> **EXERCISE INSTRUCTIONS**
Look through the listing below and write out exactly the lines from the line with "TARGET: neck" to the line with "TARGET: dark suit jacket", both included, and no others.

=== Begin Enclosure ===

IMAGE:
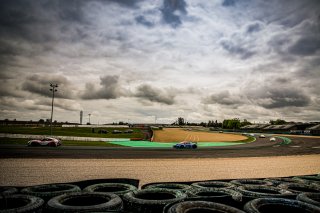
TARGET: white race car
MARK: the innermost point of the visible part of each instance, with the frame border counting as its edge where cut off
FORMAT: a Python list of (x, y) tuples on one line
[(45, 142)]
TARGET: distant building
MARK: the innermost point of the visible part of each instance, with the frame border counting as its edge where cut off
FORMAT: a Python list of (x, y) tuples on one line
[(254, 127), (314, 130)]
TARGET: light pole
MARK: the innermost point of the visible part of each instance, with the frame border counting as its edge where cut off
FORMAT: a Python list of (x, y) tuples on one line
[(53, 89), (89, 119)]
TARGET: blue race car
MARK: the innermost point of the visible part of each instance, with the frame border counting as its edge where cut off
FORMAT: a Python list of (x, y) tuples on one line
[(185, 145)]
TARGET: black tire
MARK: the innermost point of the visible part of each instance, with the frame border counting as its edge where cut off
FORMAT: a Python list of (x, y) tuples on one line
[(20, 203), (200, 206), (278, 181), (48, 191), (311, 198), (263, 205), (151, 200), (224, 196), (298, 188), (213, 184), (7, 190), (116, 188), (308, 179), (34, 144), (175, 186), (253, 192), (84, 202), (250, 182)]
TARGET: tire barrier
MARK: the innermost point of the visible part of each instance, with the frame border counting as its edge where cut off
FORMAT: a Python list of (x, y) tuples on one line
[(278, 181), (298, 188), (218, 195), (48, 191), (311, 198), (7, 190), (200, 206), (264, 205), (20, 203), (115, 188), (175, 186), (251, 182), (84, 202), (213, 184), (252, 192), (151, 200), (122, 195), (85, 183), (308, 179)]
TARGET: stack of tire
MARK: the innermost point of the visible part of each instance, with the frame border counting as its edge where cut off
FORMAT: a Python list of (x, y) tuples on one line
[(287, 194)]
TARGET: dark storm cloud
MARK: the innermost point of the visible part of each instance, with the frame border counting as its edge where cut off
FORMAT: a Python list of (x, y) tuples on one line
[(236, 49), (280, 98), (109, 89), (224, 98), (146, 92), (228, 3), (170, 9), (142, 20), (40, 84), (308, 45), (254, 27)]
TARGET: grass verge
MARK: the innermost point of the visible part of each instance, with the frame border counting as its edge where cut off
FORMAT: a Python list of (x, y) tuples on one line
[(72, 131), (23, 141)]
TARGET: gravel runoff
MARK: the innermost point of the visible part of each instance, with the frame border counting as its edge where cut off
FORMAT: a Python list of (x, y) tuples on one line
[(25, 172)]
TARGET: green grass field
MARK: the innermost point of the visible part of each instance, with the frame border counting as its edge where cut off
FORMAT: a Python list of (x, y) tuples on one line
[(23, 141), (72, 131)]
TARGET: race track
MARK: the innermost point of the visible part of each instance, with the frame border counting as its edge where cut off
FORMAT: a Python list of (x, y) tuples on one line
[(262, 147), (23, 166)]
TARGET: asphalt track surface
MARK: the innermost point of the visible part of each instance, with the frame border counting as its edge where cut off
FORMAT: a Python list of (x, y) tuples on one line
[(261, 147), (22, 166)]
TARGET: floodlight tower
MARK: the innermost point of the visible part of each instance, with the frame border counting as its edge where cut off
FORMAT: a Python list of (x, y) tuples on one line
[(89, 118), (53, 89)]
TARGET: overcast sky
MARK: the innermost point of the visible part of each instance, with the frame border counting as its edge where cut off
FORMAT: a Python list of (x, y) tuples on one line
[(132, 60)]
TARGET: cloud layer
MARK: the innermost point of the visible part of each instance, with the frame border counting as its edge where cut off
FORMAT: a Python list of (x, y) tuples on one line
[(136, 59)]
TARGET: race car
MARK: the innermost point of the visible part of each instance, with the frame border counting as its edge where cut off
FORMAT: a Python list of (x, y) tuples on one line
[(47, 141), (185, 145)]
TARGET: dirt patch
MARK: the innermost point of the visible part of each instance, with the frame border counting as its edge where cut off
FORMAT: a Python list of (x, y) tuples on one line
[(177, 135)]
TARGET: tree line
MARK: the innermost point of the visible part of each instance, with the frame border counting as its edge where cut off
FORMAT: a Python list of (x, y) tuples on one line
[(234, 123)]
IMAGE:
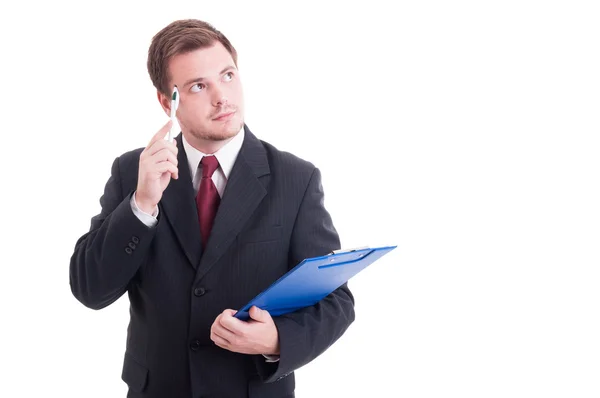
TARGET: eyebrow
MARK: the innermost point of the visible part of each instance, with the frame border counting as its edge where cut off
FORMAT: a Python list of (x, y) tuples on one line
[(199, 79)]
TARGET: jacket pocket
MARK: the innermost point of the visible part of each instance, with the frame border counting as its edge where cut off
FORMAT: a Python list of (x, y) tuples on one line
[(263, 234), (281, 388), (134, 374)]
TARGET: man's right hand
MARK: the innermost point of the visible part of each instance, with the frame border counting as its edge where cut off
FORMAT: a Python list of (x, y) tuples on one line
[(158, 163)]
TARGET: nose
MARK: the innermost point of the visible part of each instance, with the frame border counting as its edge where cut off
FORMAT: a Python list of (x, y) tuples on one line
[(218, 97)]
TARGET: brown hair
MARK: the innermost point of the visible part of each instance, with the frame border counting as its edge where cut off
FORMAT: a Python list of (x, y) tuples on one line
[(180, 37)]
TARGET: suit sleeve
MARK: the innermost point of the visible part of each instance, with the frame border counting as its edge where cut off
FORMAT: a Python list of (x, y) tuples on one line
[(108, 256), (307, 333)]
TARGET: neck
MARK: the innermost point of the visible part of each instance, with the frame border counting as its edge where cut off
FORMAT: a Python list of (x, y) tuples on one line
[(208, 147)]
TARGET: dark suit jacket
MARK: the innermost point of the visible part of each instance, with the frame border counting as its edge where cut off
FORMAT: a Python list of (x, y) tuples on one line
[(271, 217)]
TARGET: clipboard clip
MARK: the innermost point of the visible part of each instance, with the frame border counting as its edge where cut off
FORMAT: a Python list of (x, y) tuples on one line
[(339, 251)]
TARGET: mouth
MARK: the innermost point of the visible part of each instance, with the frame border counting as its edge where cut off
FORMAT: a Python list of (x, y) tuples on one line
[(224, 116)]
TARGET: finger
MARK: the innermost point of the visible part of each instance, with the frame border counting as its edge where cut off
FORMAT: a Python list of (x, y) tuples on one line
[(221, 342), (167, 166), (161, 133), (259, 315), (232, 324), (164, 155), (225, 334), (159, 146)]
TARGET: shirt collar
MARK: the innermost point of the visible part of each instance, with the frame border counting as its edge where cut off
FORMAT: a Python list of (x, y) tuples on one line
[(226, 156)]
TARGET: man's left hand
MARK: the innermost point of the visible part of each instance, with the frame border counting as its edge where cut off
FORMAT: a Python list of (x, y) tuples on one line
[(256, 336)]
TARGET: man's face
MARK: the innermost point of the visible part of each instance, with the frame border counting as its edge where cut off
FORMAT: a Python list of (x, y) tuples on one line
[(211, 106)]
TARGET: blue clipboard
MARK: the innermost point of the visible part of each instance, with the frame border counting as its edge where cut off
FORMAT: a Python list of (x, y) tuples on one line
[(312, 280)]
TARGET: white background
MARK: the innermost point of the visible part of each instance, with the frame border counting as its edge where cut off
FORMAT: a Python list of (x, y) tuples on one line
[(464, 132)]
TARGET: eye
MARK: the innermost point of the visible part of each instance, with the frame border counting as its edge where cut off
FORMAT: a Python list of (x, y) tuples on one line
[(196, 88)]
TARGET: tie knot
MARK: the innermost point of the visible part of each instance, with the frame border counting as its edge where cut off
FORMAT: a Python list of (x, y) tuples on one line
[(209, 165)]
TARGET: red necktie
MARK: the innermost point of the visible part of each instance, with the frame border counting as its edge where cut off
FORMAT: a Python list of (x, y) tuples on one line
[(207, 199)]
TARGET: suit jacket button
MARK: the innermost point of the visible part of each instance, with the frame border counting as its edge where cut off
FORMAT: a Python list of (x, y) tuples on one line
[(195, 345)]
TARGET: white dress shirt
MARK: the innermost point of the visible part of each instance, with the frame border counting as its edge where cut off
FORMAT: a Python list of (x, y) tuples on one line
[(226, 156)]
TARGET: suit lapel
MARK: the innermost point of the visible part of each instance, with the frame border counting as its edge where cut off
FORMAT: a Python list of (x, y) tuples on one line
[(179, 204), (243, 193)]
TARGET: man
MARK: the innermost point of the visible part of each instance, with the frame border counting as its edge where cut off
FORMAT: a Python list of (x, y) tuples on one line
[(193, 229)]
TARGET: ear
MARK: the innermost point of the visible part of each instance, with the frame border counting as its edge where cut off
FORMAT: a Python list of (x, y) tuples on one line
[(165, 102)]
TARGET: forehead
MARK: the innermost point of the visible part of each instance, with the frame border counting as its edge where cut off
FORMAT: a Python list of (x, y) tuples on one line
[(202, 63)]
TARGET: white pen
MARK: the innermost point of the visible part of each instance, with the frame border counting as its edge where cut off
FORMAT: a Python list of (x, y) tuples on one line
[(174, 105)]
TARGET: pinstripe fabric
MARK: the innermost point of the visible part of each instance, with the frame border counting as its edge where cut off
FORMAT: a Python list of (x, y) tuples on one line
[(271, 216)]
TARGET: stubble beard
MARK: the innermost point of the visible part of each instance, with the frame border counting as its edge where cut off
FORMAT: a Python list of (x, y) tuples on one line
[(217, 136)]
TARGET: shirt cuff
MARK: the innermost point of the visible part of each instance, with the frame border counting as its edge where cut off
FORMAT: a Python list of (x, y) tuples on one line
[(271, 358), (149, 220)]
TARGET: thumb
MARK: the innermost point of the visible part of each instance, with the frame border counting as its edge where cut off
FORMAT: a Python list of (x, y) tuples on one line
[(258, 315)]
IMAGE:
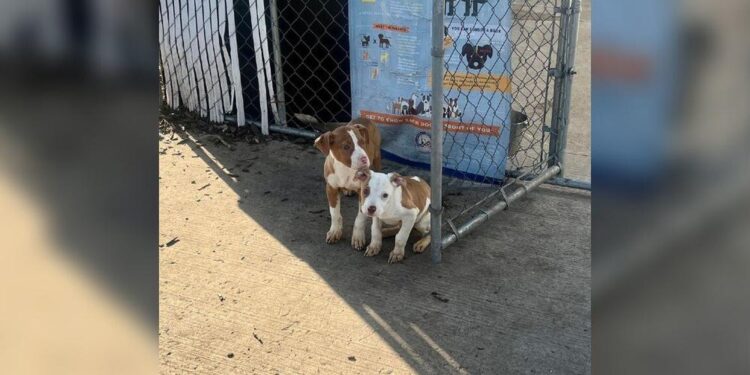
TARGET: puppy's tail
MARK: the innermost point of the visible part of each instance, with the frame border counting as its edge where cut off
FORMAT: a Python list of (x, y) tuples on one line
[(390, 231)]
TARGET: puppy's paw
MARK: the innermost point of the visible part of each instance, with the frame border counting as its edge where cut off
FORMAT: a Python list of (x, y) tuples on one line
[(333, 235), (422, 245), (396, 256), (358, 240), (373, 249)]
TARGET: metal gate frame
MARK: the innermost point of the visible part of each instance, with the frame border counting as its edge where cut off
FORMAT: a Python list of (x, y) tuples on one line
[(563, 73)]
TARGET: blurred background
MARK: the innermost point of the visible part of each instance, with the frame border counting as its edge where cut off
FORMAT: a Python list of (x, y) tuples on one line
[(78, 186), (79, 205), (671, 184)]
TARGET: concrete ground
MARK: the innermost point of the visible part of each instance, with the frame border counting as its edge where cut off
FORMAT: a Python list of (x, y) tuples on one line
[(250, 286)]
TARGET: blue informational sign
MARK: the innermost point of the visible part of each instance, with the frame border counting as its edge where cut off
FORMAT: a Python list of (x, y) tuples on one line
[(634, 71), (391, 81)]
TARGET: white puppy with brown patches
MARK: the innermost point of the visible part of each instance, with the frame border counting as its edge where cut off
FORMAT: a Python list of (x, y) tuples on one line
[(347, 149), (393, 199)]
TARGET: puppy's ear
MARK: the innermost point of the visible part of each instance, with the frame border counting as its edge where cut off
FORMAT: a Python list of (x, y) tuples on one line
[(362, 132), (397, 180), (323, 143), (362, 175)]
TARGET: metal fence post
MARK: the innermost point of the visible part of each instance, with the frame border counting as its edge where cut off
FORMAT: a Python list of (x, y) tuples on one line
[(569, 16), (436, 165), (571, 40), (276, 46)]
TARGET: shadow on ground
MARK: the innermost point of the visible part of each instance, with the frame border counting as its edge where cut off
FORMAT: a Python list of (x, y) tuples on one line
[(512, 298)]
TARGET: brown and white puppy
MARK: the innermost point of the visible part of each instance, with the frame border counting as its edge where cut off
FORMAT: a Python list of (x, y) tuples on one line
[(393, 199), (348, 148)]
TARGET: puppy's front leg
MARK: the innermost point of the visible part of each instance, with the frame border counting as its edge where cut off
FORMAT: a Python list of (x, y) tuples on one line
[(358, 234), (334, 206), (402, 236), (376, 239)]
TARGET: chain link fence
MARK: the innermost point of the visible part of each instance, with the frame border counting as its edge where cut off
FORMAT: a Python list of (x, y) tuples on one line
[(284, 66)]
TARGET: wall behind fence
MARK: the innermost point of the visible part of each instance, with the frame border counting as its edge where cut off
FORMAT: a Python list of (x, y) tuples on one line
[(199, 57)]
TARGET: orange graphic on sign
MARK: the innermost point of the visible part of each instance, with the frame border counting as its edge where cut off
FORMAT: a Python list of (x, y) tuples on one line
[(449, 126)]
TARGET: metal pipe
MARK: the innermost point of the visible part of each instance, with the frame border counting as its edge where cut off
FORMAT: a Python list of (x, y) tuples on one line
[(570, 51), (480, 218), (559, 81), (279, 76), (436, 161), (569, 183)]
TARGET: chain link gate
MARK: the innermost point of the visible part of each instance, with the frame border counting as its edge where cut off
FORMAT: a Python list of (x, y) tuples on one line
[(284, 66)]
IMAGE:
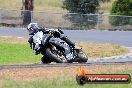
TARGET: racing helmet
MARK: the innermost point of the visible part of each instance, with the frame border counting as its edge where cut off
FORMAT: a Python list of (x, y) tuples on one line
[(33, 28)]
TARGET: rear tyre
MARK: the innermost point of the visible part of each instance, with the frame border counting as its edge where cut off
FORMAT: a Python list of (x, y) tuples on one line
[(45, 60), (55, 55)]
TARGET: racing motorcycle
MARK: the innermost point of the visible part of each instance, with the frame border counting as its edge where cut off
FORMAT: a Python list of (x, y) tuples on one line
[(56, 50)]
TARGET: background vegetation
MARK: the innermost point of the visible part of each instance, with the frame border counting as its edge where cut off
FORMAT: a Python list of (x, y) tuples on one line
[(121, 7)]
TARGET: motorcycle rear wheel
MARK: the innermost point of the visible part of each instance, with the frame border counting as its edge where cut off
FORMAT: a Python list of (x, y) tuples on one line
[(55, 56)]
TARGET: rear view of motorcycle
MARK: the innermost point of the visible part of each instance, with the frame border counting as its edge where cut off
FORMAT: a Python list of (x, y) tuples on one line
[(54, 47)]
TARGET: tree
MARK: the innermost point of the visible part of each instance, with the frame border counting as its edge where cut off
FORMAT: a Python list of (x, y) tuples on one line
[(27, 7), (121, 7), (82, 8)]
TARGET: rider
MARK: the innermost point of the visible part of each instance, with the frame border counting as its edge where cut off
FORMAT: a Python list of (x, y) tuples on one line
[(33, 28)]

=== End Enclosure ===

> **SOLUTION TO THIS TASK**
TARGET: neck
MARK: the innermost point of the visible part of each instance, with the frame border counting as its edge where cut off
FORMAT: a Python list of (x, y) tuples on one line
[(208, 147)]
TARGET: dark suit jacket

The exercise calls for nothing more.